(Given text Opens)

Economic, social, political, environmental and cultural factors

Dimension Key factors
Economic Labour shortage, pension deficit, property values in abandoned rural areas collapsing
Social Gender inequality in workplace, culture of presenteeism, isolation of elderly (“kodawari” problem)
Political LDP historically resistant to immigration; recent reform cautious
Environmental Abandoned farmland reverting to scrub; fire risk from unmanaged rural landscapes
Cultural Homogenous culture; low acceptance of immigration historically; elderly care traditionally family (daughter-in-law) responsibility

Strategies

Strategy Description Impacts
Abe’s “Womenomics” (2013+) Expand female workforce participation; mandatory childcare for all; parental leave Female workforce participation rose from 63% to 73%; TFR not significantly improved
“Society 5.0” / Robotics Automation and AI to replace human labour in manufacturing, care, logistics Promising but incremental; robot care assistants in elderly facilities increasingly common
Immigration reform (2019) Specified Skilled Worker visas in 14 sectors Small-scale improvement; cultural integration challenges remain
Rural revitalisation grants Subsidies for young families to move to declining regions Limited uptake; modest impact
Pension reform Raised retirement age to 70 (voluntary); means-tested adjustments Reduces fiscal pressure but controversial; older workers competing with youth

Effectiveness
- No strategy has reversed the demographic trend; TFR has remained in the 1.2–1.4 range for 30 years despite investment
- Female workforce expansion is a qualified success economically but has not raised TFR
- Most effective near-term solution (immigration) remains culturally and politically constrained
- Japan’s experience suggests that once a low-fertility equilibrium is entrenched, reversal is extremely difficult — making it a cautionary case for other East Asian nations

Geospatial technologies
- Ministry of Land, Infrastructure, Transport and Tourism (MLIT) uses GIS-based “Regional Future Design” simulations to project community viability based on demographic trends at municipality level
- NTT Data mobile location analytics track daily population flows, enabling planners to identify where elderly are isolated
- “Akiya” (vacant house) mapping using satellite imagery and administrative records identifies abandonment patterns for urban policy
- Effectiveness: strong data infrastructure; Japan has high analytical capacity but decisions are slow due to consensus politics

KEY TAKEAWAY: Nigeria exemplifies the challenges of a rapidly growing young population (youth unemployment, infrastructure strain, food security). Japan exemplifies the challenges of an ageing and declining population (workforce shrinkage, pension sustainability, rural depopulation). Both countries face interconnected challenges that no single strategy has resolved.

(Given text Closes)

■ Questions
(1) Using the notes on Japan's ageing population, answer:
(a) What visas did the 2019 immigration reform introduce, and in how many sectors?
(b) In what range has the TFR stayed for 30 years?
(c) Which ministry runs GIS-based "Regional Future Design" simulations?
(2) Resume the notes on Japan's ageing population from the point where they stop.
The records have nothing to do with the notes on Japan's ageing population.

(Given information Opens)

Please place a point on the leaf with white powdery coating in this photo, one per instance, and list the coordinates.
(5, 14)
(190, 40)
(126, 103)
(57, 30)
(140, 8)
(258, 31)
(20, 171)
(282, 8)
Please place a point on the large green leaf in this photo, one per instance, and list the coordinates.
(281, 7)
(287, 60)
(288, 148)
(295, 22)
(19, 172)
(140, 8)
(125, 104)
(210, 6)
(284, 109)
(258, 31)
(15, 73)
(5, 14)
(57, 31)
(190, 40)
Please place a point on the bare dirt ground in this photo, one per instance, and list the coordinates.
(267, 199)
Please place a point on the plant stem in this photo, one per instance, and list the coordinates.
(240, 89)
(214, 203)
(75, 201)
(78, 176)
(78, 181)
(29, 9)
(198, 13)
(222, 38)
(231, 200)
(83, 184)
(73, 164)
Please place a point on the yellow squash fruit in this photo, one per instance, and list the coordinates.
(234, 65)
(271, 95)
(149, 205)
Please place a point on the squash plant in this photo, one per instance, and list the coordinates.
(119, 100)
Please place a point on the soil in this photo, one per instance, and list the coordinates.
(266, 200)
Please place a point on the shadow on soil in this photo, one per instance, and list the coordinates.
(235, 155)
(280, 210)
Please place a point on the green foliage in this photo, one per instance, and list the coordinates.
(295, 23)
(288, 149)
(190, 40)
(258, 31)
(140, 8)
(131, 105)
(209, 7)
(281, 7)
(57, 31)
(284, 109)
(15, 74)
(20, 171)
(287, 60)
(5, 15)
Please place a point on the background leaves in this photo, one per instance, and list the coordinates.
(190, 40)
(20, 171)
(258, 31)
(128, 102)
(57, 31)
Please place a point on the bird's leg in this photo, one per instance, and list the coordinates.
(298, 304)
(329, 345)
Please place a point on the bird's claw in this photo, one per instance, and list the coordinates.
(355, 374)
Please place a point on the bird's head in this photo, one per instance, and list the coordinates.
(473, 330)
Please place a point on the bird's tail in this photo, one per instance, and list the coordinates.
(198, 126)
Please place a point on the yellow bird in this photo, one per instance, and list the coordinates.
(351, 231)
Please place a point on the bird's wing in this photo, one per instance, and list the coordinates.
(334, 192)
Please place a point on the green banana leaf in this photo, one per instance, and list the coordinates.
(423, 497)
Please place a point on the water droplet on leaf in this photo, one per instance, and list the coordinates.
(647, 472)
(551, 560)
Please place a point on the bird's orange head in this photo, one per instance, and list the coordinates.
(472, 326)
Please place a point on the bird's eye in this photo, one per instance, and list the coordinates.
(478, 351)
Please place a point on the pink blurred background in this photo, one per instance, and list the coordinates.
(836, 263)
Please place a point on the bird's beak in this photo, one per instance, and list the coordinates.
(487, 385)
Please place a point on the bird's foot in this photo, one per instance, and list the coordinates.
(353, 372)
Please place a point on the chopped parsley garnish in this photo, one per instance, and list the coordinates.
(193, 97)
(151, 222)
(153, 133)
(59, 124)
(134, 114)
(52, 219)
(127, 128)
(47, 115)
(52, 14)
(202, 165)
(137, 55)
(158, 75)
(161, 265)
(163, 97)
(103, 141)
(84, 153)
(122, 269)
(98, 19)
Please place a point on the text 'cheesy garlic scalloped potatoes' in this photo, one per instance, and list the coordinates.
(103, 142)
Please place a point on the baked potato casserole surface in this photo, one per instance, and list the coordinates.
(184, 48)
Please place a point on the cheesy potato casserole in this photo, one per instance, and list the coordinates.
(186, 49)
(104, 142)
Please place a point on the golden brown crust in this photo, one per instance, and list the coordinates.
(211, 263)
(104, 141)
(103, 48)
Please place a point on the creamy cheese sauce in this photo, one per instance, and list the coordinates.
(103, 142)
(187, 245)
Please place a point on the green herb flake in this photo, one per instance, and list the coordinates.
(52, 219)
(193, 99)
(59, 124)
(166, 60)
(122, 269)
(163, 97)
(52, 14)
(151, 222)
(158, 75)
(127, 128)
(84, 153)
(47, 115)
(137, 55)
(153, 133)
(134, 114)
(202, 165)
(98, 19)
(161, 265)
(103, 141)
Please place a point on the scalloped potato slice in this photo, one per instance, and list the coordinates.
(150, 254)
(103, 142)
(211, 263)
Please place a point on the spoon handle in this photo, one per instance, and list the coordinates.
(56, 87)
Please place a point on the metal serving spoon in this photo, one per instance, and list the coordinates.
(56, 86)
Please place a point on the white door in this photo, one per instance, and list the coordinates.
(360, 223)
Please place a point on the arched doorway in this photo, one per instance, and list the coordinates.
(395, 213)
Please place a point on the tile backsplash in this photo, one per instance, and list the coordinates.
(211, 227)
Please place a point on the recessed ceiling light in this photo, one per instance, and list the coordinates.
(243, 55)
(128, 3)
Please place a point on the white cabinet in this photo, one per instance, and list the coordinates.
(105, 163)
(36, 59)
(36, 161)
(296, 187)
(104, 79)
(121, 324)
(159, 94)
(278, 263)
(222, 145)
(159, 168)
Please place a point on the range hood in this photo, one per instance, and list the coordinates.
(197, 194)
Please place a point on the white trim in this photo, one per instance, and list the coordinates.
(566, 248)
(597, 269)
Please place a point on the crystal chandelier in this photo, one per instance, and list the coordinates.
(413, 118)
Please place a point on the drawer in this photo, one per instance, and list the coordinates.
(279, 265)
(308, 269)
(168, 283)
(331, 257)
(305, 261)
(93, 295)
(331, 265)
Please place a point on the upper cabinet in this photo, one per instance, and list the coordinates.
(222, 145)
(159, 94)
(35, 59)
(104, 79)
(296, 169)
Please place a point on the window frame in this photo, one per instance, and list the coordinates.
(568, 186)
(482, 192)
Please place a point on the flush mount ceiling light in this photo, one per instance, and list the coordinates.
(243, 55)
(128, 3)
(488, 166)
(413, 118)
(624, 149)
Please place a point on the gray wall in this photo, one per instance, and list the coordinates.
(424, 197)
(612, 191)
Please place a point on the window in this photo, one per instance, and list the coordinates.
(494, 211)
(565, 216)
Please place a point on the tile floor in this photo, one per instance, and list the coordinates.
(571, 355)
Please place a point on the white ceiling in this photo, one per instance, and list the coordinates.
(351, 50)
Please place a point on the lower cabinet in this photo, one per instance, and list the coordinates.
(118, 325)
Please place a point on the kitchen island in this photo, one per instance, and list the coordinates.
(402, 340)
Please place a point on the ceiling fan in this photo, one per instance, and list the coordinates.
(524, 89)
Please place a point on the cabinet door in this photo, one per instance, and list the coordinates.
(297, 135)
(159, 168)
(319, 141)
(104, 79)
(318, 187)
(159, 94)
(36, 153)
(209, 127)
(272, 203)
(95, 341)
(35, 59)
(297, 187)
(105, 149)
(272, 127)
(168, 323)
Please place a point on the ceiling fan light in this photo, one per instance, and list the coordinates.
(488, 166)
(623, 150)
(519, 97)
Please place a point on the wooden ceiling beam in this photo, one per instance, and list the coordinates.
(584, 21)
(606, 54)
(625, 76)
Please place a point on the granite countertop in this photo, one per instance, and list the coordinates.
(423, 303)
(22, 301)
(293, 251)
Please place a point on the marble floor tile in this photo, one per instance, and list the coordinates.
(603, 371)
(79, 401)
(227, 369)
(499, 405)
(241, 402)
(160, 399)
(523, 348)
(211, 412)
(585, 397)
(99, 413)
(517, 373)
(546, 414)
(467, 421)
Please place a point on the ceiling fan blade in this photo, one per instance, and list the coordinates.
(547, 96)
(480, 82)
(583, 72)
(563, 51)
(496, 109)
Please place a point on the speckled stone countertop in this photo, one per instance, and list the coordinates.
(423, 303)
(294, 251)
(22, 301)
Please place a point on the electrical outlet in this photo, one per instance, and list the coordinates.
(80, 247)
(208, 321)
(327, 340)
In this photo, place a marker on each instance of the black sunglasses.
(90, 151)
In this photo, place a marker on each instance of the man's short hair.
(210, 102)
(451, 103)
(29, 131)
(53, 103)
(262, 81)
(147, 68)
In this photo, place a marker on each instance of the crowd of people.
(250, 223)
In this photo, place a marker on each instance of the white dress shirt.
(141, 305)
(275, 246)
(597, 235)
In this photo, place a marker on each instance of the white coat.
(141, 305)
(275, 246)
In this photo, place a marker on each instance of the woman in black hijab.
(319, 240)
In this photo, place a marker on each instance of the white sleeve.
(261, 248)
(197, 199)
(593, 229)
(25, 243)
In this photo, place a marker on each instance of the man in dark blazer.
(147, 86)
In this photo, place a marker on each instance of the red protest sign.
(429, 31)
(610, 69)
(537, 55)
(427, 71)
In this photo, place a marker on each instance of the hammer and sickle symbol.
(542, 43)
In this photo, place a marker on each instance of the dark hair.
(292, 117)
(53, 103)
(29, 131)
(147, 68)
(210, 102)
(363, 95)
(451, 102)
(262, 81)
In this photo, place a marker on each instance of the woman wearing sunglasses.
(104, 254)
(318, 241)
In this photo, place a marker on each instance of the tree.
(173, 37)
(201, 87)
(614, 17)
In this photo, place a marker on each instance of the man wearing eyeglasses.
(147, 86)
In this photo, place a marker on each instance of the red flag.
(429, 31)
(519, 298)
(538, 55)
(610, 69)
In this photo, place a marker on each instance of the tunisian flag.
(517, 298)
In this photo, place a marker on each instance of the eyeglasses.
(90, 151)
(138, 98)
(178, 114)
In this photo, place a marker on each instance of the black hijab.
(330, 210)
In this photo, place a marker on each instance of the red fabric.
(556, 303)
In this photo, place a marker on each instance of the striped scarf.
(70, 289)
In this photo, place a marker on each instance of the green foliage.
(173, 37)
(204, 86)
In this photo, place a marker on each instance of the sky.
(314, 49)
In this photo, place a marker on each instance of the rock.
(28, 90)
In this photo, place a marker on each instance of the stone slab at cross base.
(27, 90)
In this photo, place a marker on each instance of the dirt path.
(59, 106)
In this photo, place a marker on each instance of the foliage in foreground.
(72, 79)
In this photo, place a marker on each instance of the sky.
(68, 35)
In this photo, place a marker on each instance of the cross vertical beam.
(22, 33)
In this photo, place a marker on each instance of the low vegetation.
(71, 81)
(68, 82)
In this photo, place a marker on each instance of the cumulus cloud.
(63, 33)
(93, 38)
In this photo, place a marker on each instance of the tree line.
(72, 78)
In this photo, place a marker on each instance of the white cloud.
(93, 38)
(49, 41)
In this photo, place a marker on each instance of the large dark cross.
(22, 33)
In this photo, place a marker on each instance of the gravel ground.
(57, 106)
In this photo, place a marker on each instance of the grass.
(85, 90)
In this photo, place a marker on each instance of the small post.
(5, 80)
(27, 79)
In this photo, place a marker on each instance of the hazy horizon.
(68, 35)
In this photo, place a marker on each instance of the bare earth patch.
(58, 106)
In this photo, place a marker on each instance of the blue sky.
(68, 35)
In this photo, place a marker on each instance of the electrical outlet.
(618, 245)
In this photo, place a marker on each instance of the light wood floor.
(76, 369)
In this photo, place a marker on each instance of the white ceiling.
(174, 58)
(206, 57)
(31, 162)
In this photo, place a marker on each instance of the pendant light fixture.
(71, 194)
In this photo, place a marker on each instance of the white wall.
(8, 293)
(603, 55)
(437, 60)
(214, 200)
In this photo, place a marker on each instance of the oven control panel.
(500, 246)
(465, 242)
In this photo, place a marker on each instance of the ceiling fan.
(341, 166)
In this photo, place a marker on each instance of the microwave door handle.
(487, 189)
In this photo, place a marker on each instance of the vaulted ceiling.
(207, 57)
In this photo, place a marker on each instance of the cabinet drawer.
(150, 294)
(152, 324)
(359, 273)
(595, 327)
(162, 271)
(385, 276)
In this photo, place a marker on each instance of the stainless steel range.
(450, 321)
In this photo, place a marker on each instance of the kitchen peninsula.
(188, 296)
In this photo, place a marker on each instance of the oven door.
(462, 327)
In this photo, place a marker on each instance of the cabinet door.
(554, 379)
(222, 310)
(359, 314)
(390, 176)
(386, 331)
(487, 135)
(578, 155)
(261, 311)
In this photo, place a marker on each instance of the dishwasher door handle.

(Given information Closes)

■ List of answers
(1)
(a) Specified Skilled Worker visas, in 14 sectors.
(b) 1.2–1.4.
(c) The Ministry of Land, Infrastructure, Transport and Tourism (MLIT).

(2)
EXAM TIP: For extended responses (8–10 marks), address multiple dot points. For shorter questions, prioritise: nature of trend → main issue → strategy → effectiveness. Always name specific programmes, statistics, and outcomes.

VCAA FOCUS: You must know two countries — one growing, one ageing — from different world regions. Nigeria and Japan are strong choices, but India (growing) and Germany/South Korea (ageing) are equally valid. Whatever countries you study, cover all ten dot points with specific evidence.